La inteligencia «emocional»

Para todo problema humano hay siempre una solución fácil, clara, plausible… y equivocada
Henry Louis Mencken

EL médico británico Anthony Daniels (1949) ha dedicado su vida a cuidar de los demás en su isla natal y también en África. Es un hombre que ha vivido –y mucho–, y también ha escrito bajo el seudónimo de Theodore Dalrymple. Alianza acaba de publicar (2016) una obra suya de 2010 que lleva el título de «Sentimentalismo tóxico», el primer libro de este autor traducido a nuestra lengua.

«El sentimentalismo es la expresión de las emociones sin juicio. Quizás es incluso peor que eso: es la expresión de las emociones olvidando que el razonamiento y el juicio deben formar parte de nuestra reacción ante lo que vemos y oímos. El sentimentalismo pretende derogar la necesidad ineludible de emitir un juicio. Sólo los niños viven en un mundo dicotómico de buenos y malos». Fernando Savater recomendó no hace mucho la lectura de este libro con las siguientes palabras: «Si tuviese que recomendar un libro para entender la actualidad política en España y en Europa recomendaría “Sentimentalismo tóxico”».

^^^^^^^^

*Tarea 1:*
En el texto sobre «Sentimentalismo tóxico», ¿con qué seudónimo ha escrito Anthony Daniels?
*Tarea 2:*
Retoma, por favor, el texto sobre «Sentimentalismo tóxico» desde su última oración.

^^^^^^^^

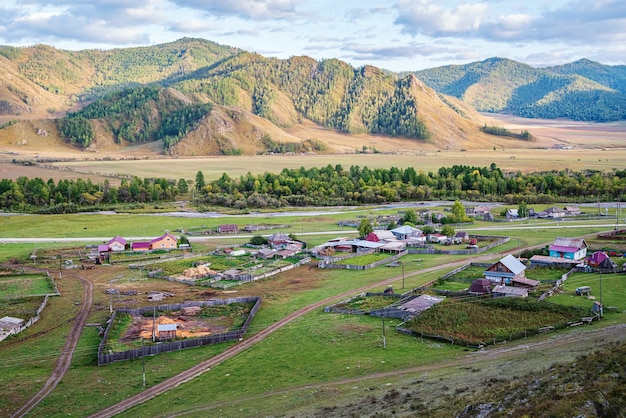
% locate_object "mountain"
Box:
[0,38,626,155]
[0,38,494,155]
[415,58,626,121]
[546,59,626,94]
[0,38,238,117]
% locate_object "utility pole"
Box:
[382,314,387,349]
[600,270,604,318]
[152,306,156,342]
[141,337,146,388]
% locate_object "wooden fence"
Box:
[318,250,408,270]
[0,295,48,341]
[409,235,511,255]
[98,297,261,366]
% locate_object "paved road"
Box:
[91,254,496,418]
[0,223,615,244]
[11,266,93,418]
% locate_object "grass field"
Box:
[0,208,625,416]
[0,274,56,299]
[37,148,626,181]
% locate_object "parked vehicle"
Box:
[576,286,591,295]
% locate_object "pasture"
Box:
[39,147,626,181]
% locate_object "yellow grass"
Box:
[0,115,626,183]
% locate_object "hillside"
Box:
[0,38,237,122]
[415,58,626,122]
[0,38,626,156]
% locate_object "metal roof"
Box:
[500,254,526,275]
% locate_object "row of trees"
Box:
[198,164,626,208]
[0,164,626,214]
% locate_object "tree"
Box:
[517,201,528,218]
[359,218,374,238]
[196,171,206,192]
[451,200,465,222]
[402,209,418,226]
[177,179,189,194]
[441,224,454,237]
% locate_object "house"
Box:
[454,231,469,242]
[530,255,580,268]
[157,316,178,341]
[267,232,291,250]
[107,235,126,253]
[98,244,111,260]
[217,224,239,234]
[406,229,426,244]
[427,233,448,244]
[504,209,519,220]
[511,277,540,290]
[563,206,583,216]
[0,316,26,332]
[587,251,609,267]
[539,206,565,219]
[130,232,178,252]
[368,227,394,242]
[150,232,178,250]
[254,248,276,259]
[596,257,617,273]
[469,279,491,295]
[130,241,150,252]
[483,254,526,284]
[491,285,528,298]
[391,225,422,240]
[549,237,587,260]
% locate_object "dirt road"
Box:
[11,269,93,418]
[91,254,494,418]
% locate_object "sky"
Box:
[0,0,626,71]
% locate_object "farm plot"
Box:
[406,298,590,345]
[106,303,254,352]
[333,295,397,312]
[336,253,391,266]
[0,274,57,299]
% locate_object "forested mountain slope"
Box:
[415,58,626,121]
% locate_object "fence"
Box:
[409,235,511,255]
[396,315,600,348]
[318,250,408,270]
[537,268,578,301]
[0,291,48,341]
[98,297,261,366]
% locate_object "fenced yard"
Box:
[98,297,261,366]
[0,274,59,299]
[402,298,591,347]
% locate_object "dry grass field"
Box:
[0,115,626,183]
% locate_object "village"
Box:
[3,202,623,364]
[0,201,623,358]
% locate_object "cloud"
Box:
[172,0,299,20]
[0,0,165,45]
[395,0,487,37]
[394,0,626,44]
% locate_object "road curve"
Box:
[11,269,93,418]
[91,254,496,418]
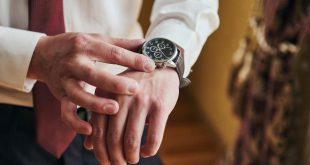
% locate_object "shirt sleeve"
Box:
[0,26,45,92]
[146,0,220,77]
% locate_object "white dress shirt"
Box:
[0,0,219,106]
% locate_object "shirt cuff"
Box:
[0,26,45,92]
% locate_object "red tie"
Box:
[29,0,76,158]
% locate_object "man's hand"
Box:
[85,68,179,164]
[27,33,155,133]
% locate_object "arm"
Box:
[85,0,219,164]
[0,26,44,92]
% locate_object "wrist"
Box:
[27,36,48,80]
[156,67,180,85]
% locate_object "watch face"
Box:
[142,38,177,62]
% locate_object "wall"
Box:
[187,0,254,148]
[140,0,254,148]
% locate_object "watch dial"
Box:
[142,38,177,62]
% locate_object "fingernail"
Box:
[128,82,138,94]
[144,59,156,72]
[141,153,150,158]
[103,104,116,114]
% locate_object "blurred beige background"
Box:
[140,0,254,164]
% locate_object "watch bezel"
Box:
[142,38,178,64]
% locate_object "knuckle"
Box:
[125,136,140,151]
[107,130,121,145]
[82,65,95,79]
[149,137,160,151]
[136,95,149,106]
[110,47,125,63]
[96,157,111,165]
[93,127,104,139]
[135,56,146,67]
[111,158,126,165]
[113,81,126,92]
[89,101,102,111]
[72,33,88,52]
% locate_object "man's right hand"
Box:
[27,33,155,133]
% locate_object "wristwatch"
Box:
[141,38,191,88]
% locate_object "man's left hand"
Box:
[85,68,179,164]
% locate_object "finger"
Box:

^^^^^^^^

*Respuesta 1:*
Theodore Dalrymple.

*Respuesta 2:*
¿Por qué? Yo creo que la razón última de esa recomendación reside en el hecho de que la obra (toda la obra) de Dalrymple es un ataque en toda regla a esa plaga que viene colonizando en primer lugar a la izquierda, pero también a la prensa y a las llamadas redes sociales y que tiene por mal nombre pensamiento políticamente correcto. En efecto, en palabras del autor, «cuando el sentimentalismo se convierte en un fenómeno de masas, se vuelve agresivamente manipulador y exige que todo el mundo piense igual».

El profesor Blanco Valdés ha recordado a este propósito que la información publicada (televisión, radio, periódicos) acerca de temas candentes, por ejemplo, la guerra de Siria, suele ser una sucesión de admoniciones sobre lo mucho que sufren las personas –los niños, sobre todo– que se han visto obligadas a huir de la guerra, el hambre, la miseria y se ven forzadas a padecer las calamidades de un conflicto en el que, como siempre ocurre, las bombas no distinguen entre población civil y combatientes. No hace falta decir que a cualquier persona decente le produce una profunda conmoción la imagen espantosa de un niño de tres años ahogado y fotografiado muerto en una playa.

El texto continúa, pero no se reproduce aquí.